▶ _Task statement_
Rewrite the records below as a numbered list, leaving out any blank lines.

▶ _Data shown_
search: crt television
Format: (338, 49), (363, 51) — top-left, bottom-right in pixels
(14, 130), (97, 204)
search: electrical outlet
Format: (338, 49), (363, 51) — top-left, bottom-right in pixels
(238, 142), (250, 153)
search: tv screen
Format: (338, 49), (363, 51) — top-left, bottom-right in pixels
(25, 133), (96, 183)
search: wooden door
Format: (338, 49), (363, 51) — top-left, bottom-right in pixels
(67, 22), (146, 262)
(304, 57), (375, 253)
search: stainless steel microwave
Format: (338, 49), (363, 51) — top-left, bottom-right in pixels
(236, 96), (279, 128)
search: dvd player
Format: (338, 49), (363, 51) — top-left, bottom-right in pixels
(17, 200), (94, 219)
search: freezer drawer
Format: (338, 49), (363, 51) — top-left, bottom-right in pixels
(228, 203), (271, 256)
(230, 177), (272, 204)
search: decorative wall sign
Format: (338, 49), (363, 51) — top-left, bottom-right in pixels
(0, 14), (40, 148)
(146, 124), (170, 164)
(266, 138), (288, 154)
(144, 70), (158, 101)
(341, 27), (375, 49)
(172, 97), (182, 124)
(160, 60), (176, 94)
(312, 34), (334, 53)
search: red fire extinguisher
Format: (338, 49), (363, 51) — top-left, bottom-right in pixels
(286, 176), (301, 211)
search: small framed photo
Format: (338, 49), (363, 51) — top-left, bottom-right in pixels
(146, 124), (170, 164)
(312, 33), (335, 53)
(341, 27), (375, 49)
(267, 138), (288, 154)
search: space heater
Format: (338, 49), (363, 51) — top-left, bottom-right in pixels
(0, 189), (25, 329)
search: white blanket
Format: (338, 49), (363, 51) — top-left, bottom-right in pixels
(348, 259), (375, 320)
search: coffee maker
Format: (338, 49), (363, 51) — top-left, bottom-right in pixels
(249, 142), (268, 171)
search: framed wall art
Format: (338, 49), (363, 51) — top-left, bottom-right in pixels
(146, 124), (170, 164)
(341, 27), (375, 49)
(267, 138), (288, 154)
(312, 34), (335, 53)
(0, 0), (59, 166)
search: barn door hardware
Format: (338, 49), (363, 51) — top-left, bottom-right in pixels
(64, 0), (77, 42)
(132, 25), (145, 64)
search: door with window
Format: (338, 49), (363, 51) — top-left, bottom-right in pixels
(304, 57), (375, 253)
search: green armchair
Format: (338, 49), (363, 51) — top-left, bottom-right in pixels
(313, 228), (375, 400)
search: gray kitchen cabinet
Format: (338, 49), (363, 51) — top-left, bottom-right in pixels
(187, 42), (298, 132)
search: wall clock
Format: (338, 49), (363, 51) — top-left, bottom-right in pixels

▶ _Full response_
1. search: crt television
2. Format: (338, 49), (363, 51) — top-left, bottom-right in pixels
3. (14, 130), (97, 204)
4. search: electrical outlet
5. Format: (338, 49), (363, 51) — top-left, bottom-right in pixels
6. (238, 142), (250, 153)
7. search: tv screen
8. Format: (338, 49), (363, 51) — top-left, bottom-right in pixels
9. (25, 133), (96, 183)
10. search: wooden door
11. Format: (338, 49), (363, 51) — top-left, bottom-right in pixels
12. (67, 22), (146, 262)
13. (304, 57), (375, 253)
14. search: stainless steel microwave
15. Format: (338, 49), (363, 51) — top-left, bottom-right in pixels
16. (236, 96), (279, 128)
17. search: dvd player
18. Format: (338, 49), (363, 51) — top-left, bottom-right in pixels
19. (17, 200), (94, 219)
20. search: freezer drawer
21. Format: (338, 49), (363, 51) — top-left, bottom-right in pixels
22. (228, 203), (271, 256)
23. (230, 177), (272, 204)
24. search: decorative wall sign
25. Format: (338, 49), (363, 51) — top-left, bottom-right in pixels
26. (0, 14), (40, 148)
27. (146, 124), (170, 164)
28. (266, 138), (288, 154)
29. (144, 70), (158, 101)
30. (341, 27), (375, 49)
31. (172, 97), (182, 124)
32. (160, 60), (176, 94)
33. (312, 34), (334, 53)
34. search: red fire extinguisher
35. Format: (338, 49), (363, 51) — top-left, bottom-right in pixels
36. (286, 176), (301, 211)
37. search: small framed photo
38. Format: (338, 49), (363, 51) — top-left, bottom-right in pixels
39. (146, 124), (170, 164)
40. (312, 33), (335, 53)
41. (341, 27), (375, 49)
42. (267, 138), (288, 154)
43. search: space heater
44. Format: (338, 49), (363, 51) — top-left, bottom-right in pixels
45. (0, 189), (25, 329)
46. search: white blanket
47. Format: (338, 49), (363, 51) — top-left, bottom-right in pixels
48. (348, 259), (375, 320)
49. search: coffee maker
50. Format: (338, 49), (363, 51) — top-left, bottom-right in pixels
51. (249, 142), (268, 171)
52. search: framed wall art
53. Format: (338, 49), (363, 51) — top-left, bottom-right in pixels
54. (146, 124), (170, 164)
55. (341, 27), (375, 49)
56. (267, 138), (288, 154)
57. (312, 34), (335, 53)
58. (0, 0), (59, 166)
59. search: barn door hardware
60. Format: (338, 49), (363, 51) — top-left, bottom-right in pixels
61. (64, 0), (77, 42)
62. (132, 25), (145, 64)
63. search: door with window
64. Format: (338, 49), (363, 51) — top-left, bottom-right in pixels
65. (304, 57), (375, 253)
66. search: green armchair
67. Format: (338, 49), (363, 51) — top-left, bottom-right in pixels
68. (313, 228), (375, 400)
69. search: gray kitchen cabinet
70. Format: (338, 49), (363, 51) — top-left, bottom-right in pixels
71. (187, 42), (298, 132)
72. search: wall clock
73. Format: (338, 49), (363, 51) — top-left, bottom-right in pixels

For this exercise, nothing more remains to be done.